— Start of Data supplied —

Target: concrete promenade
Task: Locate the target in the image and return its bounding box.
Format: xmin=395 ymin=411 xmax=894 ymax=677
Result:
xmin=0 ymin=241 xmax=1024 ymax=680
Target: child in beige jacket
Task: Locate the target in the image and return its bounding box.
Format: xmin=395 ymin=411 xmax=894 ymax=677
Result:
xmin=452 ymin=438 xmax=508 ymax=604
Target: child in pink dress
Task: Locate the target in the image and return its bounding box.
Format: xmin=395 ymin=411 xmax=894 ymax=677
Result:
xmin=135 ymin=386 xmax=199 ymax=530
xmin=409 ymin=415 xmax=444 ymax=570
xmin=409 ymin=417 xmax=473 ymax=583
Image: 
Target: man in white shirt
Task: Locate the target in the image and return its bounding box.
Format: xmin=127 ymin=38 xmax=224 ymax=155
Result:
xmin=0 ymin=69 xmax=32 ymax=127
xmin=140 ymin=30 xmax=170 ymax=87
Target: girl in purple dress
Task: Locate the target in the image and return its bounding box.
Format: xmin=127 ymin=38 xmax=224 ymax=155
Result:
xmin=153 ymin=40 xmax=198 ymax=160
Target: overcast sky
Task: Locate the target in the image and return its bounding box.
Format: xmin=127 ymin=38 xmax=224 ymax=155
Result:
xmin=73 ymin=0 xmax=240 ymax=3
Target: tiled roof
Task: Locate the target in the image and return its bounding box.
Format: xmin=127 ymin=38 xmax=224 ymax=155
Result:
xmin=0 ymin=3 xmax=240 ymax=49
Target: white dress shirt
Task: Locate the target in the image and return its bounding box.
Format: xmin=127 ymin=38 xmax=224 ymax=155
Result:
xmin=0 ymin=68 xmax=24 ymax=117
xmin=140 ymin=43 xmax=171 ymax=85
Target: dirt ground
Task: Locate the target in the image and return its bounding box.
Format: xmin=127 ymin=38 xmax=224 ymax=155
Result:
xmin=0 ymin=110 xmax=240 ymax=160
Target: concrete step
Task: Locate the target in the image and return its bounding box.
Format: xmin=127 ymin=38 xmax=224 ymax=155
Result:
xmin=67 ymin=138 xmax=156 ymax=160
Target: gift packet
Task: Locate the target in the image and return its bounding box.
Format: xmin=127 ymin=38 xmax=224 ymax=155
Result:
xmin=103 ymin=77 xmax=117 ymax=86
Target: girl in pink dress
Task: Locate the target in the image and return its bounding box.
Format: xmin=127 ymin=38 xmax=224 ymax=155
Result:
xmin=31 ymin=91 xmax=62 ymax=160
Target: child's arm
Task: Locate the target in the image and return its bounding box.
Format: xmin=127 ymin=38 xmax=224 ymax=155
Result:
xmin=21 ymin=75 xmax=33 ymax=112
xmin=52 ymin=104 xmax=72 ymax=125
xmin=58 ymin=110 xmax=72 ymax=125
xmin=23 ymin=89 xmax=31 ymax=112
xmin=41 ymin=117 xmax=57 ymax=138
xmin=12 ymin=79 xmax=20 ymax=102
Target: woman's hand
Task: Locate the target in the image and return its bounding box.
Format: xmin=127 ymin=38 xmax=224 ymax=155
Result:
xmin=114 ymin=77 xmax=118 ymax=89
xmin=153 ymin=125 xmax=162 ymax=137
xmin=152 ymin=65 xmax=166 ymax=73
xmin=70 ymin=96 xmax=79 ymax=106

— End of Data supplied —

Please rewrite the listing from the line that has "Target: girl in purple dress" through the end of the listing, replacing "gift packet" with "gift bag" and leaving everything else unchanged.

Target: girl in purple dress
Task: Locate the target in the image and return its bounding box.
Format: xmin=127 ymin=38 xmax=224 ymax=155
Result:
xmin=153 ymin=40 xmax=198 ymax=160
Target: overcast sky
Task: Locate the target in the image and return its bounding box.
Format: xmin=127 ymin=38 xmax=224 ymax=155
Result:
xmin=73 ymin=0 xmax=240 ymax=3
Target: tiled roof
Task: Locate the target in the image and return its bounding box.
Format: xmin=127 ymin=38 xmax=224 ymax=155
Result:
xmin=0 ymin=3 xmax=240 ymax=49
Target: white dress shirt
Task: Locate the target in the image and return its bounding box.
Format: xmin=127 ymin=38 xmax=224 ymax=155
Result:
xmin=0 ymin=68 xmax=24 ymax=117
xmin=140 ymin=43 xmax=171 ymax=85
Target: dirt ground
Task: Locate the target in the image and return its bounding box.
Format: xmin=127 ymin=38 xmax=224 ymax=155
Result:
xmin=0 ymin=110 xmax=240 ymax=160
Target: concrete step
Task: Locate the target in the image and return its bounding box.
Format: xmin=127 ymin=38 xmax=224 ymax=155
Result:
xmin=67 ymin=138 xmax=156 ymax=160
Target: gift bag
Task: Locate the target in the image and return its bounding box.
Format: xmin=127 ymin=38 xmax=224 ymax=155
Result:
xmin=103 ymin=77 xmax=117 ymax=86
Target: girl in pink dress
Task: Locate the target in the image and return its bounding box.
Format: xmin=127 ymin=38 xmax=224 ymax=155
Result:
xmin=31 ymin=91 xmax=62 ymax=160
Target: child's arm
Task: Locate the target in the image and return its bounding box.
Format: xmin=127 ymin=38 xmax=224 ymax=155
Result:
xmin=21 ymin=75 xmax=33 ymax=112
xmin=52 ymin=104 xmax=72 ymax=125
xmin=58 ymin=110 xmax=72 ymax=125
xmin=23 ymin=89 xmax=31 ymax=112
xmin=41 ymin=117 xmax=57 ymax=138
xmin=12 ymin=79 xmax=20 ymax=102
Target: woman's hand
Task: Locate the target in the image and return its bounding box.
Format: xmin=127 ymin=38 xmax=224 ymax=155
Result:
xmin=114 ymin=77 xmax=118 ymax=89
xmin=153 ymin=125 xmax=162 ymax=137
xmin=152 ymin=65 xmax=166 ymax=73
xmin=70 ymin=96 xmax=79 ymax=106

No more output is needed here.